Raw data >>
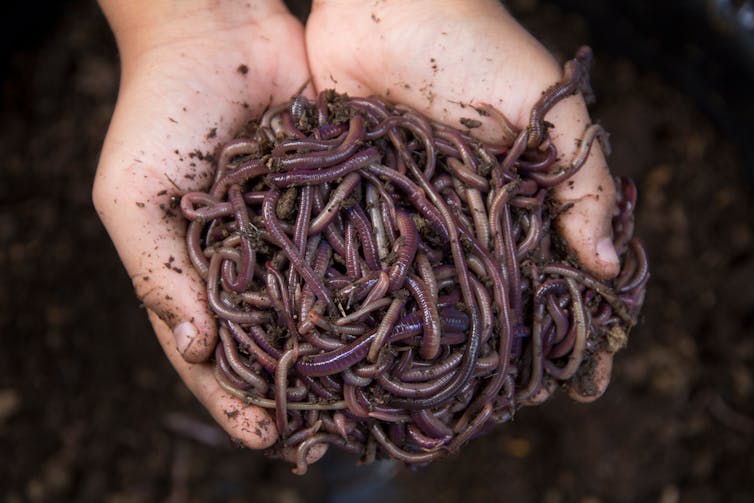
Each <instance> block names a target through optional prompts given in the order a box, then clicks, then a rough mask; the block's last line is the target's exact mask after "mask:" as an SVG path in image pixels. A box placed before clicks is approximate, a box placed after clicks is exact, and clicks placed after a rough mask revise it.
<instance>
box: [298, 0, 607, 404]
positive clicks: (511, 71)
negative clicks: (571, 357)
mask: <svg viewBox="0 0 754 503" xmlns="http://www.w3.org/2000/svg"><path fill="white" fill-rule="evenodd" d="M306 42H307V52H308V55H309V64H310V67H311V71H312V78H313V82H314V85H315V88H316V89H317V90H322V89H326V88H335V89H336V90H338V91H340V92H345V93H349V94H351V95H354V96H368V95H372V94H374V95H379V96H382V97H384V98H386V99H388V100H390V101H393V102H397V103H405V104H408V105H410V106H412V107H414V108H415V109H417V110H418V111H420V112H423V113H425V114H426V115H428V116H429V117H431V118H433V119H435V120H438V121H440V122H444V123H446V124H449V125H453V126H456V127H457V126H459V120H460V119H461V118H462V117H469V116H472V115H471V112H470V111H469V110H470V109H469V107H468V106H465V105H464V104H466V105H468V104H472V105H473V104H482V103H487V104H490V105H492V106H494V107H495V108H497V109H498V110H500V111H501V112H502V113H503V114H505V115H506V116H507V117H508V119H509V120H511V122H513V124H514V125H516V126H518V127H519V128H523V127H525V126H526V125H527V123H528V119H529V111H530V109H531V108H532V106H533V105H534V104H535V103H536V101H537V100H538V99H539V97H540V96H541V93H542V92H543V91H544V90H545V89H547V88H548V87H549V86H550V85H552V84H554V83H555V82H557V81H559V80H560V79H561V76H562V71H561V68H560V66H559V65H558V64H557V63H556V62H555V61H554V59H553V58H552V56H551V55H550V54H549V53H548V52H547V51H546V50H545V49H544V48H543V47H542V46H541V45H540V44H539V43H538V42H537V41H536V40H535V39H534V38H533V37H532V36H531V35H530V34H529V33H527V32H526V31H525V30H524V29H523V28H522V27H521V26H520V25H519V24H518V23H516V21H515V20H514V19H513V18H512V17H511V16H510V15H509V14H508V13H507V12H506V11H505V9H504V8H503V7H502V6H501V4H500V2H499V1H498V0H431V1H430V0H416V1H412V2H384V1H383V2H381V1H376V2H375V1H374V0H368V1H367V0H315V2H314V5H313V8H312V13H311V15H310V17H309V21H308V23H307V29H306ZM473 117H474V118H475V119H476V118H478V117H476V116H473ZM546 120H547V121H548V122H550V123H552V124H553V125H554V128H553V129H551V130H550V138H551V139H552V141H553V143H554V144H555V146H556V147H557V148H558V151H559V153H560V155H561V156H562V158H563V159H570V158H571V157H572V156H573V153H574V152H575V150H576V148H577V146H578V143H577V140H579V139H580V138H581V137H582V135H583V133H584V130H585V128H586V126H588V125H589V123H590V121H589V115H588V113H587V111H586V106H585V104H584V100H583V98H582V97H581V96H580V95H577V96H572V97H569V98H567V99H565V100H563V101H561V102H559V103H558V104H557V105H555V107H553V108H552V110H551V111H550V112H549V113H548V114H547V115H546ZM501 132H502V131H501V129H500V128H499V127H497V126H496V125H495V124H494V123H493V122H492V121H486V122H485V123H483V125H482V127H481V128H479V129H475V130H474V133H475V134H476V135H477V136H479V137H481V138H482V139H486V140H490V141H494V140H495V139H496V138H499V137H500V135H501ZM595 147H596V148H595ZM555 197H556V198H557V199H558V200H559V201H560V202H561V203H573V206H572V207H571V209H570V210H568V211H567V212H566V213H564V214H562V215H561V216H560V217H559V219H558V221H557V223H558V225H559V227H560V231H561V233H562V234H563V236H564V237H565V238H566V241H567V243H568V244H569V245H570V247H571V249H572V251H573V252H574V254H575V256H576V258H577V259H578V260H579V262H580V263H581V264H582V265H583V266H584V267H585V268H586V269H588V270H589V271H591V272H592V273H593V274H595V275H596V276H598V277H600V278H610V277H613V276H615V275H616V274H617V273H618V258H617V255H616V252H615V249H614V247H613V244H612V239H611V218H612V211H613V207H614V204H615V187H614V184H613V180H612V177H611V175H610V173H609V172H608V169H607V164H606V161H605V158H604V155H603V153H602V151H601V150H600V148H599V146H597V145H596V144H595V145H594V146H593V147H592V150H591V153H590V155H589V158H588V159H587V161H586V163H585V164H584V165H583V167H582V168H581V170H580V171H579V172H578V173H577V174H576V175H575V176H573V177H572V178H571V179H570V180H569V181H568V182H567V183H565V184H562V185H560V186H558V187H556V188H555ZM596 361H597V362H598V364H597V368H596V369H595V373H594V375H595V376H598V377H596V378H595V386H594V388H595V389H596V390H597V391H598V393H597V394H596V395H593V396H589V397H586V396H581V395H580V394H579V393H578V392H573V393H572V395H573V396H574V397H575V398H577V399H581V400H584V401H588V400H592V399H594V398H596V397H597V396H599V395H600V394H601V393H602V392H603V391H604V390H605V388H606V387H607V383H608V382H609V376H610V368H611V365H612V354H609V353H605V354H600V355H597V358H596Z"/></svg>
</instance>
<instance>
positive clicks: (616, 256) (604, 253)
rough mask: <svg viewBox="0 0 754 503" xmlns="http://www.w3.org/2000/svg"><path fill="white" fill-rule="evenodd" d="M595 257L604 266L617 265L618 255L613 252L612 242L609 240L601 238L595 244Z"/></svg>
mask: <svg viewBox="0 0 754 503" xmlns="http://www.w3.org/2000/svg"><path fill="white" fill-rule="evenodd" d="M596 251H597V256H598V257H599V260H600V262H602V263H604V264H617V263H618V254H617V253H616V252H615V246H613V240H612V239H610V238H602V239H600V240H599V242H597V250H596Z"/></svg>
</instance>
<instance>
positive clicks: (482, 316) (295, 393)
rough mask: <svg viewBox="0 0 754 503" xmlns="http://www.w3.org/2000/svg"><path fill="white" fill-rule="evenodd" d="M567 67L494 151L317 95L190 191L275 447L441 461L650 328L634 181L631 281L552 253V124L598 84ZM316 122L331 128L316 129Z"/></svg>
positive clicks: (221, 299) (387, 103)
mask: <svg viewBox="0 0 754 503" xmlns="http://www.w3.org/2000/svg"><path fill="white" fill-rule="evenodd" d="M588 59H589V54H588V51H583V50H582V51H580V52H579V53H578V55H577V58H576V59H575V60H572V61H570V62H568V63H567V65H566V69H565V72H564V77H563V79H562V80H561V82H559V83H557V84H555V85H554V86H552V87H551V88H550V89H548V90H547V91H546V92H545V93H544V94H543V96H542V98H541V99H540V100H539V102H538V103H537V104H536V105H535V107H534V109H533V110H532V111H531V113H530V116H529V119H530V120H529V124H528V125H527V127H526V128H524V129H522V130H517V129H516V128H515V127H513V126H512V125H511V124H510V122H509V121H508V120H507V118H505V116H504V115H502V114H501V113H499V112H498V111H496V110H494V109H493V108H492V107H489V106H480V107H478V110H479V111H480V114H482V115H487V116H488V117H489V118H490V119H491V120H493V121H497V122H498V124H499V125H500V129H501V130H502V131H503V134H502V136H501V138H500V139H498V140H496V141H495V142H494V143H485V142H483V141H480V140H478V139H476V138H475V137H474V136H473V130H468V131H466V132H462V131H459V130H456V129H453V128H450V127H448V126H447V125H441V124H439V123H436V122H433V121H432V120H430V119H427V118H425V117H423V116H422V115H421V114H419V113H418V112H417V111H416V110H414V109H411V108H409V107H406V106H402V105H391V104H388V103H386V102H384V101H382V100H380V99H378V98H375V97H371V98H347V97H343V96H339V95H337V94H336V93H334V92H323V93H320V94H319V96H318V97H317V99H316V100H315V101H314V102H310V101H308V100H307V99H306V98H304V97H301V96H297V97H295V98H293V99H292V100H291V101H289V102H288V103H286V104H281V105H280V106H275V107H272V108H270V109H269V110H267V111H266V112H265V114H264V116H263V117H262V118H261V119H260V120H259V121H258V122H256V123H254V122H252V123H250V125H249V126H248V127H247V128H246V129H245V131H246V133H245V134H246V135H247V137H242V138H238V139H234V140H232V141H231V142H230V143H228V144H227V145H225V146H224V147H222V148H221V149H220V151H219V155H218V161H217V162H218V165H217V172H216V177H215V180H214V182H213V185H212V186H211V187H209V189H208V190H207V191H206V192H193V193H188V194H185V195H184V196H183V198H182V200H181V204H180V207H181V211H182V214H183V215H184V217H185V218H186V219H187V220H189V224H188V227H187V229H186V246H187V254H188V258H189V259H190V261H191V263H192V264H193V265H194V267H195V269H196V270H197V272H198V274H199V276H200V277H201V278H202V279H203V280H204V281H205V282H206V288H207V301H208V305H209V308H210V310H211V311H212V312H213V314H214V315H215V316H216V317H217V319H218V321H217V322H218V329H219V333H220V339H219V342H218V345H217V347H216V348H215V351H214V355H215V356H214V359H215V376H216V379H217V381H218V383H219V385H220V386H221V388H222V389H223V390H224V391H225V392H227V393H229V394H230V395H232V396H234V397H237V398H238V399H240V400H242V401H244V402H245V403H248V404H251V405H256V406H258V407H262V408H265V409H268V410H269V411H270V413H271V415H273V416H274V423H275V424H276V426H277V429H278V431H279V433H280V434H281V440H280V441H279V443H278V444H277V445H276V446H275V447H274V450H276V451H277V452H278V453H279V454H281V455H282V456H283V457H285V458H286V459H289V460H292V461H293V462H295V463H296V466H297V468H296V471H297V472H298V473H303V472H304V471H305V470H306V457H307V455H308V453H309V452H310V450H311V448H312V447H313V446H315V445H317V444H322V443H327V444H333V445H337V446H339V447H342V448H344V449H346V450H349V451H351V452H354V453H358V454H360V455H361V456H362V458H363V459H364V460H366V461H369V460H372V459H375V458H376V457H378V456H389V457H393V458H396V459H399V460H401V461H403V462H405V463H420V464H421V463H427V462H429V461H431V460H433V459H436V458H439V457H442V456H445V455H446V454H447V453H448V452H452V451H455V450H458V449H459V448H460V447H461V446H462V445H463V444H465V443H466V442H468V441H470V440H471V439H472V438H474V437H475V436H477V435H479V434H481V433H482V432H484V431H487V430H489V429H490V427H491V426H492V425H494V424H496V423H499V422H504V421H507V420H509V419H510V418H511V417H512V414H513V413H514V412H515V410H516V409H517V408H518V407H521V406H523V405H533V404H535V403H538V402H540V401H541V400H542V399H544V398H546V396H548V395H549V394H550V393H551V391H552V390H553V389H554V388H555V387H556V386H557V384H558V383H566V384H568V383H570V382H571V381H572V380H573V379H574V376H576V375H577V372H578V371H579V369H580V368H582V365H585V364H588V363H589V362H591V359H592V358H593V352H594V351H596V350H598V348H601V347H604V346H602V345H601V344H603V343H602V342H601V341H602V340H603V338H605V337H606V334H607V333H608V331H609V330H612V329H613V326H614V325H616V324H617V326H618V327H619V328H621V329H623V330H625V331H627V330H628V329H630V328H631V326H633V325H634V324H635V323H636V320H637V317H638V312H639V308H640V307H641V302H642V300H643V298H644V291H645V289H646V285H647V282H648V278H649V266H648V261H647V257H646V253H645V252H644V249H643V247H642V246H641V243H640V242H639V241H638V240H636V239H635V238H633V237H632V234H633V230H634V219H633V211H634V209H635V205H636V188H635V185H633V184H632V183H631V182H630V181H628V180H619V181H617V182H616V189H617V203H616V213H615V216H614V218H613V221H612V223H613V232H614V236H615V238H614V240H615V245H616V249H617V250H618V253H619V256H620V258H621V272H620V273H619V275H618V276H617V278H616V279H614V280H605V281H603V280H599V279H597V278H595V277H594V276H592V275H590V274H588V273H586V272H584V271H583V270H582V269H580V268H579V267H576V266H574V265H573V263H570V262H569V261H568V257H567V256H566V255H565V252H564V251H563V250H562V248H559V247H558V246H556V244H555V243H556V242H557V240H554V239H553V237H554V235H555V228H554V225H553V218H554V217H555V216H556V215H555V214H554V212H552V211H551V207H550V205H549V200H550V197H552V186H554V185H557V184H559V183H562V182H563V181H565V180H567V179H568V178H570V177H571V176H573V174H574V173H575V172H576V171H577V170H578V169H579V168H580V166H581V165H582V164H583V163H584V162H585V160H586V158H587V157H588V155H589V150H590V148H591V146H592V145H593V143H594V140H595V139H598V140H600V141H602V140H603V139H604V137H605V132H604V131H603V130H602V128H601V127H599V126H589V127H587V128H586V129H585V130H584V133H583V137H582V138H581V141H580V143H579V145H578V147H577V148H576V151H575V153H574V154H573V157H572V159H571V161H570V162H569V163H568V164H566V165H565V167H560V168H558V167H557V163H558V151H557V149H556V148H555V146H554V145H553V144H552V143H550V142H549V140H548V139H547V127H548V125H547V124H546V123H545V121H544V118H545V115H546V114H547V111H548V110H550V109H551V108H552V106H554V105H555V103H557V102H558V101H560V100H562V99H564V98H565V97H566V96H570V95H571V94H574V93H575V92H577V91H579V90H581V89H586V87H587V85H588V80H587V76H586V66H587V63H588ZM312 122H315V123H314V124H313V123H312Z"/></svg>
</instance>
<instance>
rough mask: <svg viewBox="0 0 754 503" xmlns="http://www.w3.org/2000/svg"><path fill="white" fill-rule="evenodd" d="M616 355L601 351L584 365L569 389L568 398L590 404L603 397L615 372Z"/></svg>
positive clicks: (568, 388) (574, 377)
mask: <svg viewBox="0 0 754 503" xmlns="http://www.w3.org/2000/svg"><path fill="white" fill-rule="evenodd" d="M613 356H614V353H610V352H608V351H600V352H598V353H596V354H594V356H593V357H592V360H591V361H588V362H585V364H582V368H581V369H579V372H578V373H577V374H576V377H574V380H573V381H572V382H571V384H570V385H569V387H568V396H570V397H571V398H572V399H574V400H576V401H578V402H582V403H589V402H593V401H595V400H597V399H598V398H599V397H601V396H602V395H603V394H604V393H605V390H607V386H608V384H610V375H611V373H612V370H613Z"/></svg>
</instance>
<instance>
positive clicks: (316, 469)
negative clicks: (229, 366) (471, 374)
mask: <svg viewBox="0 0 754 503" xmlns="http://www.w3.org/2000/svg"><path fill="white" fill-rule="evenodd" d="M568 3H569V2H560V4H561V5H554V4H552V3H550V2H544V1H536V0H527V1H522V0H519V1H514V2H510V3H509V7H510V8H511V10H512V11H513V13H514V14H515V15H516V16H517V17H518V18H519V19H520V20H521V21H522V22H523V23H524V24H525V25H526V26H527V27H529V28H530V29H531V30H533V32H534V33H535V34H536V35H537V36H538V37H539V38H540V39H542V40H543V41H544V43H545V44H546V45H547V46H548V47H550V48H551V49H552V50H553V51H554V52H555V54H556V55H557V56H558V57H559V58H560V59H561V60H563V59H565V58H566V57H568V56H569V55H571V54H572V53H573V52H574V50H575V49H576V48H577V47H578V45H580V44H582V43H590V44H592V45H593V47H594V49H595V56H596V57H595V64H594V67H593V87H594V89H595V92H596V94H597V97H598V102H597V105H596V106H595V107H593V109H592V113H593V116H594V118H595V119H597V120H599V121H601V122H602V124H603V125H604V126H605V127H606V128H607V129H608V130H609V131H610V132H611V134H612V136H611V140H612V144H613V155H612V158H611V166H612V169H613V170H614V171H615V173H617V174H623V175H629V176H632V177H634V178H635V179H636V181H637V183H638V186H639V194H640V200H639V209H638V214H637V218H638V229H637V233H638V235H639V236H641V237H642V238H643V240H644V242H645V243H646V246H647V248H648V250H649V254H650V258H651V267H652V279H651V282H650V287H649V292H648V295H647V302H646V306H645V310H644V315H643V317H642V320H641V323H640V325H639V326H638V327H637V328H636V329H635V330H634V332H633V333H632V335H631V340H630V343H629V346H628V347H627V348H626V349H625V350H623V351H622V352H621V353H619V354H618V356H617V358H616V365H615V368H614V371H613V382H612V384H611V386H610V388H609V389H608V392H607V394H606V395H605V396H604V397H603V398H601V399H600V400H598V401H597V402H596V403H594V404H591V405H579V404H576V403H573V402H571V401H569V400H568V399H567V398H566V397H565V396H563V395H564V394H558V395H557V396H556V397H555V398H554V399H552V400H551V401H549V402H548V403H546V404H545V405H544V406H542V407H539V408H536V409H523V410H521V411H520V412H519V413H518V414H517V415H516V417H515V420H514V421H513V422H511V423H509V424H506V425H503V426H501V427H499V428H498V429H497V430H495V431H494V432H493V433H491V434H489V435H487V436H485V437H483V438H480V439H478V440H476V441H474V442H472V443H471V444H470V445H468V446H467V447H466V448H465V449H464V450H463V452H461V453H460V454H458V455H456V456H453V457H451V458H449V459H447V460H444V461H440V462H436V463H434V464H433V465H431V466H430V467H428V468H423V469H419V470H416V471H411V470H407V469H399V470H397V474H396V475H395V477H394V479H393V481H392V485H393V488H394V490H395V491H397V493H396V494H397V495H396V496H395V498H394V501H399V502H404V501H405V502H414V501H416V502H419V501H421V502H426V501H431V502H434V503H441V502H456V501H463V502H467V503H471V502H477V501H479V502H482V501H520V502H529V501H531V502H545V503H559V502H571V501H574V502H582V503H597V502H612V501H615V502H634V501H637V502H648V501H656V502H661V503H675V502H697V501H698V502H711V501H732V502H748V501H754V224H753V222H754V197H753V195H752V184H751V179H750V178H747V175H746V169H745V167H744V166H745V164H746V163H745V162H744V161H743V160H742V159H744V158H745V156H746V155H747V154H746V149H750V148H751V144H750V143H751V138H754V128H751V126H749V129H748V130H747V129H744V130H743V131H742V130H741V127H742V126H740V125H738V123H737V122H735V120H734V119H730V120H726V116H725V114H724V113H723V114H722V115H721V113H722V112H721V110H722V111H723V112H724V111H725V110H726V107H727V109H730V110H731V113H734V115H735V114H738V116H739V117H740V116H741V114H742V113H743V114H744V115H746V114H747V113H748V118H749V120H751V118H752V117H753V115H752V114H750V113H749V112H750V111H749V112H747V111H746V110H742V109H741V107H743V106H744V105H742V104H741V103H740V102H736V101H731V100H729V98H728V97H726V96H727V95H726V94H725V93H723V92H722V91H721V92H720V93H718V94H717V95H715V96H713V97H712V98H711V99H710V100H706V99H705V98H704V96H702V94H700V93H699V92H698V89H697V90H695V89H693V88H689V87H685V86H683V85H682V84H679V81H678V80H675V79H674V76H673V74H672V73H671V74H668V73H667V72H665V73H663V72H662V64H660V65H659V66H652V65H647V64H645V63H646V61H647V59H646V54H644V55H641V54H639V55H636V54H632V53H631V52H630V51H628V52H626V51H621V50H620V49H617V48H616V47H614V44H612V43H611V42H610V41H608V38H609V37H608V38H606V37H607V35H606V34H605V33H602V32H604V31H605V30H604V26H603V27H602V28H599V27H596V26H595V25H594V24H593V23H592V19H591V18H590V13H589V12H585V11H579V10H578V9H577V8H575V7H573V10H571V8H572V7H571V6H569V5H566V6H565V7H563V5H565V4H568ZM571 3H573V2H571ZM618 3H619V4H620V3H621V2H618ZM633 3H635V4H642V5H645V6H647V5H651V4H650V3H649V2H633ZM655 3H656V2H655ZM729 3H730V2H729ZM746 3H747V2H737V3H736V2H734V4H735V5H734V7H736V8H741V7H742V6H744V4H746ZM749 5H750V4H749ZM296 9H297V10H298V12H301V13H302V15H305V12H306V5H305V4H302V5H297V6H296ZM11 10H13V8H11ZM38 10H39V13H35V16H34V18H33V19H32V18H30V19H31V21H29V22H28V23H27V24H23V23H20V24H19V23H13V25H12V26H10V27H9V29H8V30H5V32H4V35H3V42H4V43H6V45H8V44H10V46H9V47H10V50H9V51H6V53H5V54H4V56H3V60H2V72H0V75H1V76H2V79H3V80H2V87H1V89H2V97H1V99H2V101H1V103H2V104H1V105H0V107H1V108H0V110H1V112H0V342H1V346H0V500H2V501H6V502H9V503H12V502H21V501H109V502H132V501H133V502H140V501H165V500H170V501H174V502H181V501H197V502H205V501H208V502H209V501H255V502H263V503H264V502H280V503H298V502H301V503H304V502H310V501H311V502H313V501H324V500H325V499H326V498H327V497H329V496H332V495H333V494H335V493H337V492H338V490H339V488H338V486H337V484H334V483H332V482H331V481H330V480H329V479H328V478H327V477H326V473H325V471H324V470H323V465H324V463H327V462H328V461H327V460H325V461H324V462H321V463H319V464H317V465H315V466H313V467H311V469H310V473H309V475H307V476H306V477H296V476H294V475H292V474H291V473H290V469H289V467H288V466H286V465H284V464H281V463H278V462H275V461H270V460H268V459H266V458H265V457H264V456H263V455H261V454H260V453H255V452H251V451H247V450H242V449H239V448H237V447H233V446H232V445H231V444H230V442H229V441H228V439H227V438H226V436H225V435H224V434H223V433H222V431H221V430H219V429H218V428H217V427H216V426H214V424H213V422H212V420H211V419H210V418H209V416H208V414H206V413H205V412H204V411H203V409H202V408H201V407H200V406H199V405H198V403H197V402H196V401H195V400H194V399H193V397H192V396H191V395H190V394H189V392H188V391H187V390H186V389H185V387H184V386H183V384H182V383H181V381H180V380H179V379H178V377H177V375H176V374H175V373H174V371H173V369H172V367H170V365H169V364H168V361H167V359H166V358H165V357H164V355H163V354H162V352H161V349H160V347H159V346H158V344H157V341H156V339H155V337H154V336H153V335H152V333H151V331H150V327H149V325H148V323H147V320H146V315H145V312H144V311H143V310H142V309H141V308H140V306H139V303H138V302H137V300H136V298H135V297H134V295H133V292H132V288H131V285H130V282H129V279H128V277H127V275H126V273H125V271H124V269H123V268H122V266H121V265H120V262H119V261H118V258H117V255H116V253H115V250H114V249H113V247H112V245H111V243H110V241H109V239H108V237H107V235H106V233H105V231H104V229H103V227H102V225H101V224H100V222H99V220H98V218H97V216H96V214H95V212H94V210H93V208H92V204H91V200H90V192H91V184H92V179H93V174H94V171H95V167H96V164H97V157H98V153H99V149H100V145H101V142H102V140H103V137H104V134H105V131H106V129H107V124H108V121H109V118H110V115H111V113H112V110H113V106H114V101H115V98H116V95H117V85H118V71H119V70H118V59H117V53H116V48H115V45H114V42H113V39H112V36H111V34H110V31H109V29H108V27H107V25H106V23H105V20H104V19H103V17H102V15H101V13H100V12H99V10H98V8H97V6H96V4H95V3H94V2H92V1H87V0H72V1H68V2H60V3H56V2H42V3H41V4H40V6H39V7H38ZM648 12H649V14H650V15H651V13H652V11H651V9H650V10H649V11H648ZM650 17H651V16H650ZM11 19H13V18H11ZM652 21H653V22H656V19H653V20H652ZM682 21H683V19H680V20H678V19H676V20H673V22H674V23H676V22H677V23H681V22H682ZM615 26H616V33H618V32H619V31H620V30H618V28H620V27H621V26H622V27H623V28H624V29H634V30H638V29H639V28H641V27H637V26H633V27H632V25H630V24H629V25H621V24H620V23H616V24H615ZM600 30H602V32H601V31H600ZM608 32H609V30H608ZM608 34H609V33H608ZM696 35H699V34H698V33H697V34H696ZM688 36H689V37H690V38H691V39H693V38H694V36H695V34H694V33H691V34H689V35H688ZM601 41H603V42H604V43H603V44H602V45H601V44H600V42H601ZM613 42H614V41H613ZM662 43H663V42H662V40H654V41H653V40H649V45H648V47H649V48H650V49H652V48H654V50H656V51H659V52H662V51H661V49H662V47H661V46H662ZM653 44H654V45H653ZM606 49H609V52H608V51H607V50H606ZM668 57H670V56H668ZM679 61H681V62H683V60H678V59H672V61H670V60H669V63H668V65H672V64H678V63H679ZM741 71H742V72H744V71H745V69H742V70H741ZM691 72H692V73H693V72H697V73H699V74H701V75H703V76H709V70H708V68H706V67H696V68H692V70H691ZM742 75H743V74H742ZM728 82H729V83H730V85H731V86H735V82H733V81H730V80H729V81H728ZM749 92H751V88H749ZM726 100H727V101H726ZM748 103H750V102H748ZM746 106H748V105H746ZM715 107H717V108H715ZM747 137H748V138H749V140H748V141H749V144H748V145H747V144H746V142H743V143H742V142H741V141H738V140H740V138H747ZM749 168H751V165H749Z"/></svg>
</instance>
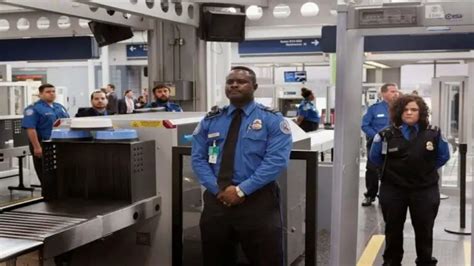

Task description >> Please find the lines in the data that contain the word "negative" and copy them.

Expected answer >>
negative clicks: (571, 357)
negative clicks: (229, 366) (471, 374)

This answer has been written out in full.